-------- Text zur Durchsicht --------

Forscher der Saar-Uni und der Universität Luxemburg untersuchen grenzüberschreitende Transfers in der Populärkultur der 1960er Jahre in Europa. So stehen etwa Unterhaltungsshows im deutschen, französischen und spanischen Fernsehen im Fokus eines Teilprojektes. Gefördert wird die Forschergruppe mit rund zwei Millionen Euro. Sprecher ist Dietmar Hüser, Professor für Europäische Zeitgeschichte an der Universität des Saarlandes.
Waren Elvis, Fastfood und Clint Eastwood tatsächlich Ausdruck einer alles überragenden „Amerikanisierung“ der europäischen Gesellschaften der 1960er Jahre? Oder war dieser Einfluss amerikanischer Populärkultur nach dem Zweiten Weltkrieg kleiner als gedacht, und grenzüberschreitende Einflüsse etwa zwischen Frankreich, Spanien, Großbritannien und Deutschland spielten eine größere Rolle als landläufig angenommen? Solchen Fragen gehen in den kommenden drei Jahren Wissenschaftlerinnen und Wissenschaftler der Universitäten Saarland und Luxemburg auf den Grund. Dabei spielen nicht nur Historiker eine wichtige Rolle. Auch Kulturwissenschaftler und Romanisten beleuchten populäre Künste der 1960er Jahre aus ihrer Perspektive.
„Die Sichtweise, dass die Populärkultur der Nachkriegszeit vor allem unter Amerikanisierungs-Gesichtspunkten gesehen werden muss, sollte unserer Auffassung nach relativiert werden“, sagt Dietmar Hüser, der als Zeithistoriker an der Saar-Universität den deutsch-luxemburgischen Forschungsverbund leitet. Seine Kolleginnen und Kollegen und auch sieben Nachwuchs-Wissenschaftler werden in einzelnen Projekten genau untersuchen, wie Unterhaltungssendungen, Musik und Jugendmedien dies- und jenseits europäischer Grenzen gewirkt haben. „Wir machen keine reine Formanalyse der jeweiligen Medien“, erklärt Professor Clemens Zimmermann, der ebenfalls an der Forschergruppe beteiligt ist. „Wir schauen uns an, wie eine Fernsehsendung entstanden ist. Wer macht sie? Wer schaut sie an?“ Die Wissenschaftlerinnen und Wissenschaftler untersuchen also, wie Sendungen und Musik tatsächlich bei den Konsumenten gewirkt haben und nicht nur, wie sie formal aussahen und konzipiert waren. Damit wollen sie ihre These überprüfen, dass es neben der angenommenen Amerikanisierung noch einen sehr vielfältigen Austausch innerhalb der europäischen Länder gegeben hatte.

-------- Zeilenauszüge --------

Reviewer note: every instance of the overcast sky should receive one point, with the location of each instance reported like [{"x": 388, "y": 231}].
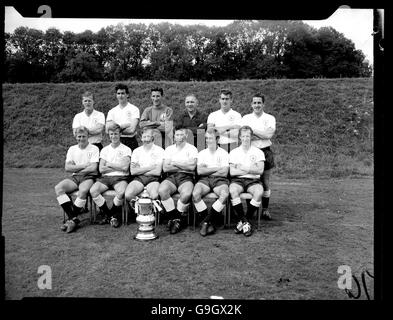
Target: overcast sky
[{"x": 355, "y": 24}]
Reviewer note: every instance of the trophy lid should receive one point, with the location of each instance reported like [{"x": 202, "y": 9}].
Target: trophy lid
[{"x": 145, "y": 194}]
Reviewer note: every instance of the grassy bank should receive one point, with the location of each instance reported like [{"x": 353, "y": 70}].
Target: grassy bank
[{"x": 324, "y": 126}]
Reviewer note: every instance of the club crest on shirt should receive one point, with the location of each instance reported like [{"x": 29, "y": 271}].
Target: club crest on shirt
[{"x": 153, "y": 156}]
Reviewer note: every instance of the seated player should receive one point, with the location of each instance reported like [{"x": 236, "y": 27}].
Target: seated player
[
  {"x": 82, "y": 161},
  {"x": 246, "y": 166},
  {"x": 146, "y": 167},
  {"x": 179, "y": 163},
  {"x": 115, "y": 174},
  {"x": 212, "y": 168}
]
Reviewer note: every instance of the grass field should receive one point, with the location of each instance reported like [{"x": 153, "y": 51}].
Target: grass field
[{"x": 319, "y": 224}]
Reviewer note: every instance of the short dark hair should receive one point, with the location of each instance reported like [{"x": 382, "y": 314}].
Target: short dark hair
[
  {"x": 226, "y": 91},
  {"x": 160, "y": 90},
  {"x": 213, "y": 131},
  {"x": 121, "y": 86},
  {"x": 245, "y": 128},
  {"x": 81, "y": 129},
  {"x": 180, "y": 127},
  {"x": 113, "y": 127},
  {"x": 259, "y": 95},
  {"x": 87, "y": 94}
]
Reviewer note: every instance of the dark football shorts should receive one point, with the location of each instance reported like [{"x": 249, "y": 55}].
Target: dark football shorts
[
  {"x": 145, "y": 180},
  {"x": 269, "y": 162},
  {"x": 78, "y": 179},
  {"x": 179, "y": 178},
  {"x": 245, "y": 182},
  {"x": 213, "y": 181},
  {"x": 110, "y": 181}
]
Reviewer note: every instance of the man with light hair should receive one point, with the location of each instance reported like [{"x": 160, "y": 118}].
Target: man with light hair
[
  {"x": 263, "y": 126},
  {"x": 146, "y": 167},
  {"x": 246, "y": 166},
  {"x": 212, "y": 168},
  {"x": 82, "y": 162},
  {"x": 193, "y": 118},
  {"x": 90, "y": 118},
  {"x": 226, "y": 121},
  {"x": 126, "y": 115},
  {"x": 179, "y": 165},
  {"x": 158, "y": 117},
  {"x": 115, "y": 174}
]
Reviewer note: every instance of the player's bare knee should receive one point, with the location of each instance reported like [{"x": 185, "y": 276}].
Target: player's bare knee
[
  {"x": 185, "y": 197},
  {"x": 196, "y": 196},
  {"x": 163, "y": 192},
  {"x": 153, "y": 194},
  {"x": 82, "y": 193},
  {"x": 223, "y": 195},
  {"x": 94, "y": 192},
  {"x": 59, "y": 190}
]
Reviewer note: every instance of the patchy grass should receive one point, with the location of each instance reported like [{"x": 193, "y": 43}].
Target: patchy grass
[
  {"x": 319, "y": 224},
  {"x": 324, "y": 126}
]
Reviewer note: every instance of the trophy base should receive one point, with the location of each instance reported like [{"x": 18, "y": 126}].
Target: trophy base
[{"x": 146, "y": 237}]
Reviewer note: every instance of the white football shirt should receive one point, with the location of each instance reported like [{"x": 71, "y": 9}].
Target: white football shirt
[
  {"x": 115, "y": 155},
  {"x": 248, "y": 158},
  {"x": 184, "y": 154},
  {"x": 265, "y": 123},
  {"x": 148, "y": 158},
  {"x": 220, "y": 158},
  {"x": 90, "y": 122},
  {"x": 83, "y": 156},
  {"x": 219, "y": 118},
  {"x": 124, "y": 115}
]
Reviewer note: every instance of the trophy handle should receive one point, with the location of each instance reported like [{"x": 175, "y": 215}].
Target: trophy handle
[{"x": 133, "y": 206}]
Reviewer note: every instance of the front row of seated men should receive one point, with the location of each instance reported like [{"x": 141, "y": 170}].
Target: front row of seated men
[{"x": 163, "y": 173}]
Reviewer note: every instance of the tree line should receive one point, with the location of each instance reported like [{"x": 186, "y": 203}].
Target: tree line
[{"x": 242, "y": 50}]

--------

Mit welcher Summe wird laut dem Text über das Forschungsprojekt zur Populärkultur der 1960er Jahre die Forschergruppe gefördert?

Mit rund zwei Millionen Euro.